— Text block —
=== Section Start ===

Updated: January 03, 2022 06:30 PM
Created: January 03, 2022 06:18 PM
Many parents wrestled with the idea of sending their children back to the classroom with COVID cases spreading so quickly.
In Massachusetts, Gov. Charlie Baker said having students come back is a positive sign. It shows the hard work many people are doing every day to make sure your kids get the education they're entitled to.
Baker said there were a lot of talks last week about schools not going to open in Massachusetts on Monday, Jan. 3, after the holiday break ended.
The vast majority of school districts did. However, there were a few districts who either opened late or remained closed. Some school officials said they wanted to use the extra time to test staff using state-secured kits that arrived late.
North Adams Public Schools said they are postponing the start of their after-school programming for at least two weeks because of complications from increasing positive COVID cases.
The Hoosick Valley Regional School District said on Sunday, Jan. 2 there may be a need for an emergency closure if they can't adequately staff their schools. This is because they are short-staffed since the start of the 2021–2022 school year and rising case numbers. The district said they could struggle to staff schools every day over the next several weeks.
Even with how fluctuating in-person learning can be right now, Baker does expect students to get their education one way or another. He said they'll do whatever they can to deliver on that.
"The rules here are pretty simple. We count in-person school as a school. If a school district is not open, at some point over the course of the year, they can use snow days until they run out of snow days, but they do need to provide their kids with 180 days of in-person education this year."
Baker said students are being tested, and 2,200 schools are participating in the state's student testing programs.
COVID testing kits are hard to come by during this new surge of cases. Baker said they were able to secure 200,000 tests. They ordered them before Christmas and were distributed on January 1.
Through a new state contract, schools can purchase additional rapid test kits. The price for extra kits ranges from $5 to $26.
Baker said there was a ton of traffic on the website last week, and those additional tests will probably start arriving later this week.
"There was all kinds of talk last week about how school wouldn't open in Massachusetts today. School did. Pretty much across the commonwealth. There were a very small number of districts that aren't in school," Baker said.
The state implemented a testing program called "Test and Stay" at the beginning of the 2021-2022 school year.

=== Section End ===

— Given information —
=== Section Start ===

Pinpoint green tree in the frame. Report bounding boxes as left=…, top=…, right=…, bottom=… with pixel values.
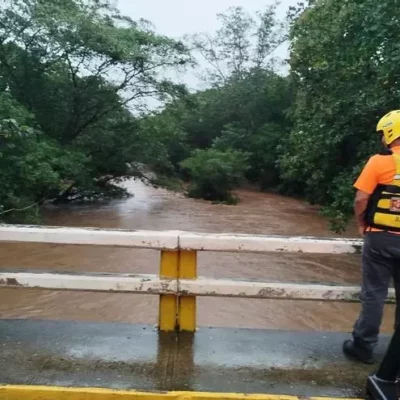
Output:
left=0, top=0, right=190, bottom=222
left=182, top=149, right=247, bottom=204
left=280, top=0, right=400, bottom=228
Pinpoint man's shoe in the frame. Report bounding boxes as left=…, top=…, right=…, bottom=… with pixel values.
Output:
left=343, top=340, right=375, bottom=364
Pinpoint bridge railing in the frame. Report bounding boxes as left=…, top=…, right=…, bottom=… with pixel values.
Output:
left=0, top=225, right=395, bottom=332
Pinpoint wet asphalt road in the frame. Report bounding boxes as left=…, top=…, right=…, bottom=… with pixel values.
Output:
left=0, top=320, right=389, bottom=397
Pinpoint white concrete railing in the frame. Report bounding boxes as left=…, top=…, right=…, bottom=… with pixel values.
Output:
left=0, top=225, right=395, bottom=302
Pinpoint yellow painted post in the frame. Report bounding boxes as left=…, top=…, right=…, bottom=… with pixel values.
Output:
left=178, top=251, right=197, bottom=332
left=158, top=251, right=179, bottom=332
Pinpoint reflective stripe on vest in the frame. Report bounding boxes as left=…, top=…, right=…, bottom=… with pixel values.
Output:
left=366, top=154, right=400, bottom=231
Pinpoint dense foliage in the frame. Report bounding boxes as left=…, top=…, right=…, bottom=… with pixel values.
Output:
left=0, top=0, right=400, bottom=229
left=0, top=0, right=189, bottom=222
left=280, top=0, right=400, bottom=231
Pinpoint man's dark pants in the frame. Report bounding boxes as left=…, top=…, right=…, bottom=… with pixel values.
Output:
left=353, top=232, right=400, bottom=350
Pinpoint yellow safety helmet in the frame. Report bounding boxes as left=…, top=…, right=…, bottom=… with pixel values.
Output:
left=376, top=110, right=400, bottom=145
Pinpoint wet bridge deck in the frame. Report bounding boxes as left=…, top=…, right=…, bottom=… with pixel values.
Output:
left=0, top=320, right=388, bottom=397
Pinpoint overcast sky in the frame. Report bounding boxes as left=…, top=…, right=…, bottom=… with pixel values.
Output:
left=115, top=0, right=298, bottom=89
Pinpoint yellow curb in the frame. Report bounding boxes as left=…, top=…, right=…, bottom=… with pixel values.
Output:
left=0, top=385, right=360, bottom=400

=== Section End ===

Transcribe the part of the article on Massachusetts schools reopening after the holiday break starting with "Baker said students" and going on through "later this week.".

— Response below —
Baker said students are being tested, and 2,200 schools are participating in the state's student testing programs.
COVID testing kits are hard to come by during this new surge of cases. Baker said they were able to secure 200,000 tests. They ordered them before Christmas and were distributed on January 1.
Through a new state contract, schools can purchase additional rapid test kits. The price for extra kits ranges from $5 to $26.
Baker said there was a ton of traffic on the website last week, and those additional tests will probably start arriving later this week.